Texto exibido:
____________

Noir francês

A lua na sarjeta (La lune dans le caniveau, 1983), David Goodis por Jean-Jacques Beineix.

domingo, 16 de março de 2014

AS AVENTURAS DE NICOLAU & RICARDO

Fazer literatura policial não é fácil. São ingênuos os que acham que o gênero policial é uma arte menor e de fácil acesso, em termos de criação. Seus aspectos bem específicos e suas leis quase inalteráveis exigem que o autor, ao mesmo tempo, incorra em repetições e promova algum tipo de variação ou renovação. Neste aspecto, é sempre um caminho menos árduo enveredar pelo conto ou mesmo pelo miniconto. Foi o que fiz, por alguns anos, com os personagens Nicolau & Ricardo, cujos textos enfeixo agora em As aventuras de Nicolau & Ricardo: detetives (Penalux, 2014). O volume reúne duas temporadas (como nas séries de tevê) de 22 minicontos cada. O tom é de humor e farsa, e as histórias, muito breves, estruturam-se como pretextos para que os detetives desfiem sua verve e sua ironia, promovendo no leitor um duplo interesse: pela solução do crime e pela paródia ao gênero de mistério. O lançamento será dia 4 de abril, na RV Cultura e Arte, Rua Barro Vermelho, 32, Rio Vermelho, Salvador, BA, das 18:30 às 21:00. Pedidos de fora da Bahia podem ser feitos diretamente à editora Penalux.

____________

Registros armazenados:
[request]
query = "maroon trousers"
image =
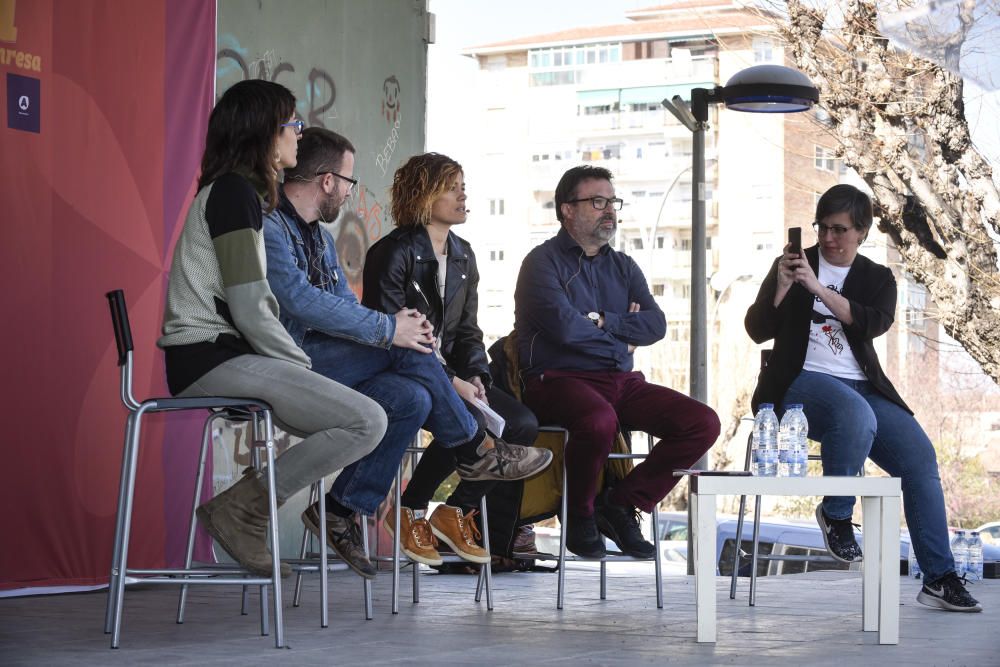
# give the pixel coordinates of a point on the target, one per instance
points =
(593, 405)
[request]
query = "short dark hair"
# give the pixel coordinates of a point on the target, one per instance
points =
(243, 132)
(320, 151)
(566, 189)
(847, 199)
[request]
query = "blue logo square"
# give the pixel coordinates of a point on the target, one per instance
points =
(24, 103)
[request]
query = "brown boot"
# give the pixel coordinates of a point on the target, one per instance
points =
(459, 532)
(237, 519)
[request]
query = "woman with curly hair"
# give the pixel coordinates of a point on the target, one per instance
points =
(423, 264)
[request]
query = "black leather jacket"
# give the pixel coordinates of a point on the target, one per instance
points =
(401, 272)
(871, 290)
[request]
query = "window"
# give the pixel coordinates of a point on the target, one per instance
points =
(763, 50)
(825, 159)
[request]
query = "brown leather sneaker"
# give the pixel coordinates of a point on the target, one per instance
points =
(459, 532)
(415, 537)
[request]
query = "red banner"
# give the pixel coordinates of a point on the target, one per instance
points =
(105, 105)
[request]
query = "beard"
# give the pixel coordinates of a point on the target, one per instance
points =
(329, 210)
(605, 234)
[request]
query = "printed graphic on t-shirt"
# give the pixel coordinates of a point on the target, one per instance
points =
(829, 351)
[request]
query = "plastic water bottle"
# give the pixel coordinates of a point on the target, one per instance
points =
(975, 565)
(960, 552)
(765, 441)
(793, 445)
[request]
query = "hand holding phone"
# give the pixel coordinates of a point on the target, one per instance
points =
(795, 240)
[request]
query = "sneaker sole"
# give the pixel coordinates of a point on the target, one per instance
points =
(488, 476)
(934, 601)
(472, 558)
(205, 519)
(314, 529)
(826, 540)
(432, 562)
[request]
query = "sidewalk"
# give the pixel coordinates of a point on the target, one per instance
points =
(808, 619)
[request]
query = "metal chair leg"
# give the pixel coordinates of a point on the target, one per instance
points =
(756, 546)
(656, 558)
(279, 630)
(206, 438)
(324, 557)
(369, 613)
(737, 548)
(562, 541)
(307, 538)
(116, 551)
(397, 497)
(486, 569)
(132, 447)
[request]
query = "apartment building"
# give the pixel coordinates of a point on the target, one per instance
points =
(544, 103)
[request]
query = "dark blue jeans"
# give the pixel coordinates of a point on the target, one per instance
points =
(414, 391)
(852, 421)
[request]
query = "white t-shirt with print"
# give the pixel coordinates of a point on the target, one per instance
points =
(828, 351)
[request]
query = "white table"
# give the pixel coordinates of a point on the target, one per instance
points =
(880, 507)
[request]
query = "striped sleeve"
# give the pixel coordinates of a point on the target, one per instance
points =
(234, 218)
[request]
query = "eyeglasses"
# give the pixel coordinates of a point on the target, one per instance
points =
(837, 230)
(297, 124)
(601, 203)
(352, 181)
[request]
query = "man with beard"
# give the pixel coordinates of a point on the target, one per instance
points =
(581, 309)
(385, 357)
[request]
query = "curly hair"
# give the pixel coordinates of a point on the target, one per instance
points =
(243, 132)
(417, 185)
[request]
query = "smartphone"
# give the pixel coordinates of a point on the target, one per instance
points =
(795, 240)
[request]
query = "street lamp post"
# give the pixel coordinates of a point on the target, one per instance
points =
(760, 89)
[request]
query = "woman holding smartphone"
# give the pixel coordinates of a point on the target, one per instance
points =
(824, 307)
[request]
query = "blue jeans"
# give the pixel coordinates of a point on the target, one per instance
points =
(414, 391)
(852, 421)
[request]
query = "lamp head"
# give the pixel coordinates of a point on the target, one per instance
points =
(770, 89)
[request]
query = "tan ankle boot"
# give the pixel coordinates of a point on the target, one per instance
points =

____________

Desafio: No texto exibido, quantos minicontos tem cada temporada do volume As aventuras de Nicolau & Ricardo: detetives?

Resolução do exercício: Cada temporada tem 22 minicontos.